==== THE RECORDS ====
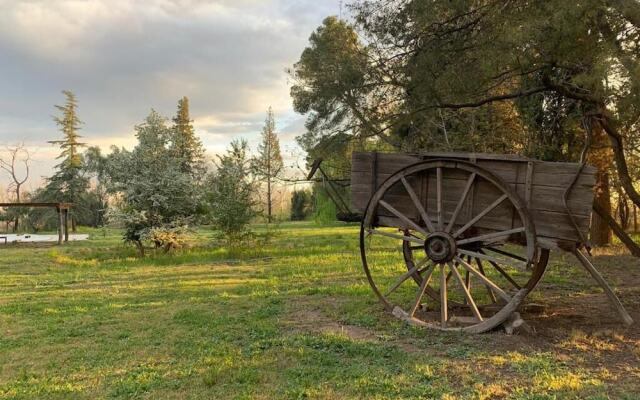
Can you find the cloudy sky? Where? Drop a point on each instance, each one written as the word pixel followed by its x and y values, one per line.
pixel 124 57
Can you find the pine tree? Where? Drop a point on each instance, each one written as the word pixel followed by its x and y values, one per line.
pixel 268 166
pixel 68 183
pixel 231 192
pixel 185 143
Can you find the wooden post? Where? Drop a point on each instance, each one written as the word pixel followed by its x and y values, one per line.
pixel 615 301
pixel 66 224
pixel 60 224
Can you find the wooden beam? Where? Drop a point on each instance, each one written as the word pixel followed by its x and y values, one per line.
pixel 615 301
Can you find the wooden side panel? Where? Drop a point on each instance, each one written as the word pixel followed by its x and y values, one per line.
pixel 549 180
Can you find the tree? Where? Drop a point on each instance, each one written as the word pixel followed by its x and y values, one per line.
pixel 268 165
pixel 300 205
pixel 185 143
pixel 94 203
pixel 477 65
pixel 157 198
pixel 68 183
pixel 230 200
pixel 17 166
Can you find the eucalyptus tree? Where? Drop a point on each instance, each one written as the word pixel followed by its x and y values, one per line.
pixel 561 74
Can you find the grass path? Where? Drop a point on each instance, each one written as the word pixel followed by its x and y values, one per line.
pixel 292 317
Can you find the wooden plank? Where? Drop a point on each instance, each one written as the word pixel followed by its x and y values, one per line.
pixel 548 183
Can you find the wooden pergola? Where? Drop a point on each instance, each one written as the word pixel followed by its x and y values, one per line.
pixel 63 215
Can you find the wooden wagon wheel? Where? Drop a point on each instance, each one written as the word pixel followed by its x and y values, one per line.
pixel 429 234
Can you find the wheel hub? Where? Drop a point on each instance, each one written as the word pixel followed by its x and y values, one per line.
pixel 440 247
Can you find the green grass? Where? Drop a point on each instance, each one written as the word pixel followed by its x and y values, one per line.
pixel 288 317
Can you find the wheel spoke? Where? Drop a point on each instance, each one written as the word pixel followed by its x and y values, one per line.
pixel 407 275
pixel 484 279
pixel 403 217
pixel 483 256
pixel 505 274
pixel 444 312
pixel 506 253
pixel 481 269
pixel 418 204
pixel 396 236
pixel 467 189
pixel 439 198
pixel 423 287
pixel 488 236
pixel 466 291
pixel 479 216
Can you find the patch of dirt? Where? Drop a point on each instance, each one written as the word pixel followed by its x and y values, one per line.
pixel 314 320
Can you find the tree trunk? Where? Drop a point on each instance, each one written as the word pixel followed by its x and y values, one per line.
pixel 620 233
pixel 269 200
pixel 600 157
pixel 600 230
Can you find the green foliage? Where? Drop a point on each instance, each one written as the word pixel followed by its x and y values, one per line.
pixel 185 144
pixel 301 205
pixel 68 183
pixel 291 318
pixel 267 166
pixel 324 211
pixel 167 237
pixel 230 200
pixel 329 80
pixel 154 191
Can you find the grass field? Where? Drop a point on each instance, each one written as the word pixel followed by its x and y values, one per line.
pixel 289 317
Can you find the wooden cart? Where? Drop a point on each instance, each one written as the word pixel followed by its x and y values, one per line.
pixel 456 241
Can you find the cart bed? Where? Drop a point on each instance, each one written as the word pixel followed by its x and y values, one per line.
pixel 539 184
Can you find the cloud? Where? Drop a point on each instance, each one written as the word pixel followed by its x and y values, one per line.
pixel 124 57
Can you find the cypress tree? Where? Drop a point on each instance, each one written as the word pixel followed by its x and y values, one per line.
pixel 268 165
pixel 185 144
pixel 68 182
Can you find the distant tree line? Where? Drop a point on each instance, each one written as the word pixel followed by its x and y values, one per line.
pixel 158 190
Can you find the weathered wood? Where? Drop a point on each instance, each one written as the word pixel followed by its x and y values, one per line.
pixel 467 294
pixel 444 308
pixel 421 290
pixel 615 301
pixel 541 183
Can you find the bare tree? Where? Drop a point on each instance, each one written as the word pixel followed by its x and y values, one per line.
pixel 17 166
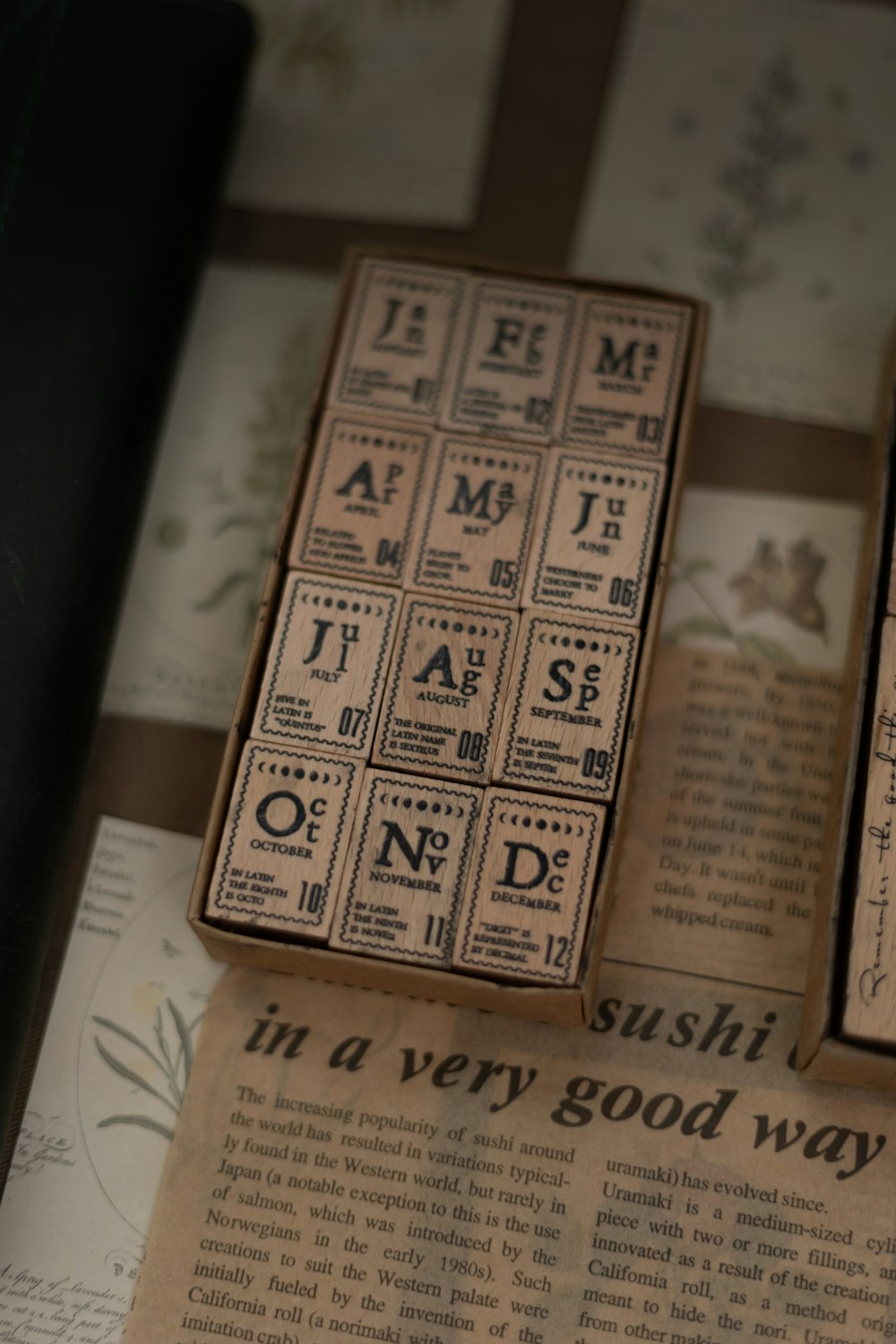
====
TASK DESCRIPTION
Please update the listing above so that "Drop a point" reads "Place a marker" everywhere, with all other text unchanged and the pictures left out.

FULL RESPONSE
Can you find the cloudy sky? Where? Place a marker on each instance, each one written as the word pixel followed by its x and y values, one per line.
pixel 124 57
Can you find the pine tree? Where? Place a marker on each instance, each one written as the word pixel followed by its x and y values, one per line.
pixel 268 166
pixel 68 183
pixel 231 192
pixel 185 143
Can you find the wooden post? Where? Place a marker on each instance, each one written as the word pixel followed by its x and y values, one per line.
pixel 615 301
pixel 66 224
pixel 60 224
Can you find the wooden beam? Where? Place a marker on each instance, each one written as the word pixel followed by its x and y values, one per line.
pixel 615 301
Can you find the wooden side panel? Where? Place a marker on each instance, each one written as the word pixel followed by its x and y values, one per line.
pixel 549 180
Can you find the tree? Where? Place a marker on each instance, each one written as the word pixel followed by its x and y values, one per line.
pixel 268 165
pixel 300 205
pixel 185 143
pixel 94 203
pixel 477 65
pixel 157 198
pixel 68 183
pixel 230 200
pixel 17 166
Can you find the eucalyptus tree? Where? Place a marker on each instance, each one written as the word pixel followed by its x and y values, one per line.
pixel 561 74
Can you find the grass path? Where? Place a marker on each instance, each one written as the word pixel followed by its x and y values, one per line.
pixel 292 317
Can you find the wooden plank? Where? Place a marker on each instance, each one written as the word pixel followed by its x and y values, one per line.
pixel 548 183
Can you find the wooden pergola? Where? Place a marker on each instance, each one written as the word pixel followed by its x and y values, one per line.
pixel 63 215
Can you find the wooden wagon wheel? Where? Place a marker on each instance, each one written as the word pixel followed by its x and y values, one per line.
pixel 429 234
Can you find the wheel hub? Where? Place a marker on each instance, each one written as the word pixel followed by its x and y values, one per line.
pixel 440 247
Can you find the green grass? Where? Place a marker on each instance, each one written as the word pixel followed by its x and y values, one per line.
pixel 288 317
Can you find the wheel spoke? Where? Place a marker on each instance, each one written as the word pixel followed by its x and y values, one per line.
pixel 407 275
pixel 484 279
pixel 403 217
pixel 483 256
pixel 505 274
pixel 444 312
pixel 506 253
pixel 481 269
pixel 418 204
pixel 396 236
pixel 467 189
pixel 439 198
pixel 423 287
pixel 488 236
pixel 466 291
pixel 479 216
Can you find the patch of dirt? Where? Place a marker on each instance, each one written as the word pixel followed by its x and y values, one per line.
pixel 314 320
Can you find the tree trunk? Where? Place a marker on each instance, each one written as the word pixel followed by its x and y values, one per line.
pixel 620 233
pixel 269 200
pixel 600 157
pixel 600 230
Can you find the green foliage? Where? Place a marker on each instance, each one written as the word pixel followed by its x and y values, one per line.
pixel 185 144
pixel 301 205
pixel 68 183
pixel 291 318
pixel 267 166
pixel 324 211
pixel 167 237
pixel 230 200
pixel 329 80
pixel 154 191
Can you find the grass field? Where? Place a marker on each instance, each one written as the word pixel followed by its x and y values, one per line.
pixel 289 317
Can you find the wooden cart? Where? Place a marker on each instance, each one written as the word pixel followed by its x and y values, one per line.
pixel 456 241
Can you find the cart bed? Where? Place a marker on each instance, each one written as the word pixel followed by its x and y values, one per line.
pixel 539 184
Can you find the cloud? Where? Place a marker on each instance, each one written as the word pixel followed by its x and y values, one per line.
pixel 124 57
Can you find the cypress tree? Where? Place a marker on each instance, each one written as the word pixel followed by its x and y values, one per line.
pixel 268 165
pixel 185 144
pixel 68 182
Can you find the distant tree line? Where? Place a marker on each instance, each one written as the word pixel followed by its x and y values, one per line.
pixel 158 190
Can you find the weathered wood? Where? Place a marker on each instance, each one written as the word pixel followed by its x and y values, one per line.
pixel 467 294
pixel 444 308
pixel 421 290
pixel 615 301
pixel 541 183
Can you find the bare tree? Where? Place a marker on each instance, each one written as the word pixel followed by its x and y values, one per line.
pixel 17 166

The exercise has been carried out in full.